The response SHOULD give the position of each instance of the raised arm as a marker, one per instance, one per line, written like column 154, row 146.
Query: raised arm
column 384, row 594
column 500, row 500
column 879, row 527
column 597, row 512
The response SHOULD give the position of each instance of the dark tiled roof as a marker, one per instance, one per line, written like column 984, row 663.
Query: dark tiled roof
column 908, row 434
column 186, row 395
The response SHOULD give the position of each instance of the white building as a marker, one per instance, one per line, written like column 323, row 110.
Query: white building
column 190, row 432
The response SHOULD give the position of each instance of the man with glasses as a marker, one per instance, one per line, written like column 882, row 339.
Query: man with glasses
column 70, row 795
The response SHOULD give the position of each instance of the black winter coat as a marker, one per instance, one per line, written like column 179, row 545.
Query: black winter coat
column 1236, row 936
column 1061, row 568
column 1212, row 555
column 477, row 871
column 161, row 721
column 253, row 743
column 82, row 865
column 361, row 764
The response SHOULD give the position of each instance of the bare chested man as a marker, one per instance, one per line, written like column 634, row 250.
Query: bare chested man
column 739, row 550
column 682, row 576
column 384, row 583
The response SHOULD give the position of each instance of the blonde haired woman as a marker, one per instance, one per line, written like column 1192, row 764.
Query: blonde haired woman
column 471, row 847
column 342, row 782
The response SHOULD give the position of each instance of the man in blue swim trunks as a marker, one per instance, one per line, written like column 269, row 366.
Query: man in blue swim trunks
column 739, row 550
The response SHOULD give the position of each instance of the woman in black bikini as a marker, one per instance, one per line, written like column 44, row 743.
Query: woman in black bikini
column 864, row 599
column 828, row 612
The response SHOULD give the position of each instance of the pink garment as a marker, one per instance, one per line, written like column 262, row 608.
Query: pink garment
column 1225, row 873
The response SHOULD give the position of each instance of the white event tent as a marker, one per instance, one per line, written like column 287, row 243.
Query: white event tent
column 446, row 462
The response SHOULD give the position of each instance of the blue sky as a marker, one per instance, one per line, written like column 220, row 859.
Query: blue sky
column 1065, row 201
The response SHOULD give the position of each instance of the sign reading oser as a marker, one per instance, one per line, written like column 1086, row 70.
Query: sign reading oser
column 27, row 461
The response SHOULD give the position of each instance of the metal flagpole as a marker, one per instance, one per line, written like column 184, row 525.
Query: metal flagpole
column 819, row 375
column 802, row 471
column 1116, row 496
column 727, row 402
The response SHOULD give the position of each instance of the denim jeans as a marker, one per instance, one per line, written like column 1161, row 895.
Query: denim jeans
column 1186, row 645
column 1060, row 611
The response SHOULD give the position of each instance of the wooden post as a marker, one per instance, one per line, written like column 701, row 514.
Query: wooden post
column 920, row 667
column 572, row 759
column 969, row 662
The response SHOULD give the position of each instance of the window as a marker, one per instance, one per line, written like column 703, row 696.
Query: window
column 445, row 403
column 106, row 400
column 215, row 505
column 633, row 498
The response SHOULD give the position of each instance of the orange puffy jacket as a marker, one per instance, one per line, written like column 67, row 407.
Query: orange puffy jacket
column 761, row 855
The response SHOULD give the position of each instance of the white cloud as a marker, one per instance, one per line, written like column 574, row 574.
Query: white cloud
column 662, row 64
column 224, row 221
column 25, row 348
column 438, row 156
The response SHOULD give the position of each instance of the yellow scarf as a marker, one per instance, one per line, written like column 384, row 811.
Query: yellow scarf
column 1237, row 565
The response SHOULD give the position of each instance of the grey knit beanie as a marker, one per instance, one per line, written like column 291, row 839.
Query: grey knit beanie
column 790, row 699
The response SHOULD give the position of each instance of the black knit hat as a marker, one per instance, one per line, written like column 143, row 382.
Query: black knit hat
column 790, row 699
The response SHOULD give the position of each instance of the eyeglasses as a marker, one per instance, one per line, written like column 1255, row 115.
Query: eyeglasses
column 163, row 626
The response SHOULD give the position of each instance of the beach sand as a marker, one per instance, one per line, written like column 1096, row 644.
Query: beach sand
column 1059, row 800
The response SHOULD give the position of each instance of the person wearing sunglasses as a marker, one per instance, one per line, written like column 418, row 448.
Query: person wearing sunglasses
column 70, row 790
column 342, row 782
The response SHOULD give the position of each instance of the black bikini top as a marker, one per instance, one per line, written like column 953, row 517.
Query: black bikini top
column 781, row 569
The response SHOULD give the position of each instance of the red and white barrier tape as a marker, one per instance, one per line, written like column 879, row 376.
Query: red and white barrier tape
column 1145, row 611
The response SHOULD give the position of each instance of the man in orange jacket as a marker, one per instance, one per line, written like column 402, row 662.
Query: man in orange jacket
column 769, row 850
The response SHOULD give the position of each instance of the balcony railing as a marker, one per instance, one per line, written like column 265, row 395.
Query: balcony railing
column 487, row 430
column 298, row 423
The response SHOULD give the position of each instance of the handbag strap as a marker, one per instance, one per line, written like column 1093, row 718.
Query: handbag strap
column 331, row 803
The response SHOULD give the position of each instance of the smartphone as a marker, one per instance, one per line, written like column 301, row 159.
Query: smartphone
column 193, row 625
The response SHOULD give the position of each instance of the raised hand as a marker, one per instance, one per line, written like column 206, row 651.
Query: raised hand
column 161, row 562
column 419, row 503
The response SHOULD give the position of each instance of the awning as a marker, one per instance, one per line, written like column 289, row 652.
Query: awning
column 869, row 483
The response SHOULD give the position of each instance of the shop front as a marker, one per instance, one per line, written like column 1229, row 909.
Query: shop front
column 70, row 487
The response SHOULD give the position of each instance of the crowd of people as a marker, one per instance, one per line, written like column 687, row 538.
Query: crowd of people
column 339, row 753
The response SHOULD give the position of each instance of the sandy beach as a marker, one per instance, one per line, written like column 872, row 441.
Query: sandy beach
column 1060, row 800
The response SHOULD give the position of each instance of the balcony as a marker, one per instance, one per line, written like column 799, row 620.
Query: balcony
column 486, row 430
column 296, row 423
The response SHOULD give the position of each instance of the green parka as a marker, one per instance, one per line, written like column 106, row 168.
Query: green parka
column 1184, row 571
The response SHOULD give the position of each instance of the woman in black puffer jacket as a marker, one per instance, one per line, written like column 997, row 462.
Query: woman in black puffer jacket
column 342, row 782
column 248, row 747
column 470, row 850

**SET TASK**
Please copy all of the data above exactly as it appears, line for line.

**SOLVED PROBLEM**
The response SHOULD give the position of each instance of the raised arm as a marker, one per instance, one per line, written like column 154, row 146.
Query: raised arm
column 384, row 594
column 500, row 500
column 879, row 527
column 597, row 512
The response SHOULD give the position of each instance of the dark tiled roof as a marker, one per instance, one per line, written like column 984, row 663.
Query: dark tiled roof
column 908, row 434
column 186, row 395
The response SHOULD give the position of each instance of the white building as a marker, one per instance, one per line, written like column 323, row 110.
Query: white building
column 190, row 432
The response SHOULD give the position of each instance of the man with glasses as a marker, one per instance, one per line, written like column 882, row 339.
Query: man with glasses
column 70, row 795
The response SHOULD give the position of each instance of the black winter coat as a marker, one per instance, one per line, written like column 179, row 545.
Query: black winter coat
column 1236, row 936
column 1061, row 568
column 1212, row 555
column 477, row 871
column 161, row 721
column 253, row 743
column 82, row 865
column 361, row 764
The response SHOULD give the position of each instance of the bare chested man as a marker, one per instance, one per line, written like column 634, row 250.
Query: bare chested man
column 739, row 550
column 682, row 576
column 384, row 583
The response SHOULD give the position of each instance of the blonde haired woman as a marker, one per instance, one per line, written like column 1192, row 764.
Query: blonde haired woman
column 471, row 847
column 342, row 782
The response SHOULD give the position of each instance of the man in blue swim trunks as a marker, one per instance, one per line, written like column 269, row 366.
Query: man in blue swim trunks
column 739, row 550
The response SHOULD give the position of each instance of the woman in black bikini as a marker, one per instance, one per line, written like column 44, row 743.
Query: woman in black bikini
column 864, row 599
column 828, row 612
The response SHOULD give the position of each instance of the pink garment as a marker, one per instance, one per line, written like column 262, row 608.
Query: pink garment
column 1225, row 873
The response SHOULD give the position of each instance of the white event tent as a marker, one per instance, one per line, written like column 287, row 243.
Query: white event tent
column 446, row 462
The response SHOULD give the position of each instance of the blue sky as a marker, one per instance, one per line, written like column 220, row 859.
Query: blue sky
column 1065, row 201
The response SHOULD give the position of each instance of the sign reading oser as a marker, one per instance, one per line, written like column 1086, row 70.
Query: sign reading oser
column 27, row 461
The response SHOULD give the position of each instance of the metal flagpole as a marker, one per instance, one per line, written like column 184, row 525.
Query: metal flagpole
column 819, row 375
column 802, row 471
column 1116, row 496
column 727, row 402
The response SHOULD give the position of each instance of the denim jeans as a marker, one per instance, one per line, written like column 1161, row 895.
Query: denim jeans
column 1186, row 645
column 1060, row 611
The response SHOULD give the position of each instance of the wooden post as a marker, one per instance, one per line, written like column 701, row 514.
Query: wooden post
column 920, row 667
column 572, row 759
column 969, row 662
The response SHOULD give the position of each instance of the window as a marker, one per instance, one per line, written like column 703, row 696.
Query: window
column 445, row 403
column 106, row 400
column 215, row 505
column 633, row 498
The response SHOULD give the position of each instance of the orange puffy jacket as a marker, one per instance, one per line, written like column 67, row 407.
Query: orange puffy jacket
column 761, row 855
The response SHOULD give the position of each instance of the white cloud as a marker, one per instance, one per line, written like column 574, row 574.
Query: white cloud
column 662, row 64
column 224, row 221
column 25, row 348
column 438, row 156
The response SHOULD give the position of each instance of the yellow scarf as a marker, one per instance, one per line, written like column 384, row 811.
Query: yellow scarf
column 1237, row 565
The response SHOULD give the position of each instance of the grey knit beanie as a marker, one per instance, one per line, written like column 291, row 839.
Query: grey knit beanie
column 790, row 699
The response SHOULD give the position of each instance of the black knit hat as a marker, one per instance, one per line, written like column 143, row 382.
Query: black knit hat
column 790, row 699
The response SHOULD give the position of each instance of the eyeglasses as a marker, one per instance, one per line, written like column 1255, row 115.
Query: eyeglasses
column 163, row 626
The response SHOULD give the position of each instance of the beach sand as a marker, one per instance, one per line, written like column 1096, row 644.
Query: beach sand
column 1059, row 800
The response SHOULD give the position of each instance of the person wearing sunglasses as a marker, one per instance, one per line, written like column 418, row 448.
Query: person wearing sunglasses
column 70, row 790
column 342, row 782
The response SHOULD give the position of each instance of the black bikini top as a marker, one per instance, one per line, written like column 953, row 517.
Query: black bikini top
column 781, row 569
The response SHOULD give the position of each instance of the red and white barrier tape as a marker, one per instance, one per line, written like column 879, row 376.
Query: red and white barrier tape
column 1145, row 611
The response SHOULD give the position of each instance of the man in orange jacket as a marker, one per instance, one per line, written like column 402, row 662.
Query: man in orange jacket
column 769, row 850
The response SHOULD give the position of each instance of the balcony railing as a marker, one per instance, one per line, written like column 265, row 395.
Query: balcony railing
column 487, row 430
column 298, row 423
The response SHOULD give the position of each instance of the handbag strap as a marker, one per instance, one per line, written like column 1093, row 718.
Query: handbag strap
column 331, row 803
The response SHOULD give the position of each instance of the smartphone as a marker, one per instance, one per line, written like column 301, row 159.
Query: smartphone
column 193, row 625
The response SHOULD give the position of each instance of the raised hand as a marker, one per instance, one per line, written like column 206, row 651.
Query: raised hand
column 161, row 562
column 419, row 503
The response SHOULD give the position of each instance of the awning as a marker, one per instance, one per line, written like column 289, row 652.
Query: awning
column 869, row 483
The response SHOULD give the position of each instance of the shop front as a marker, one per instance, one per line, written like column 1229, row 909.
Query: shop front
column 70, row 487
The response SHOULD give the position of each instance of the crowd of people as a marker, one per instance, one per line, written like column 687, row 538.
Query: crowd of people
column 339, row 753
The response SHOULD give the position of each instance of the sandy beach as a marker, one per instance, one per line, written like column 872, row 441.
Query: sandy beach
column 1060, row 800
The response SHOULD give the position of each instance of the balcony as a marker, one per instance, one per line, written like column 799, row 620.
Query: balcony
column 486, row 430
column 296, row 423
The response SHOULD give the position of each instance of the green parka as a marker, one per instance, one per line, written like column 106, row 168.
Query: green parka
column 1184, row 571
The response SHOULD give the position of each instance of the woman in black puffer jacket as a marker, one per instance, one per line, written like column 997, row 462.
Query: woman in black puffer jacket
column 342, row 782
column 248, row 747
column 470, row 850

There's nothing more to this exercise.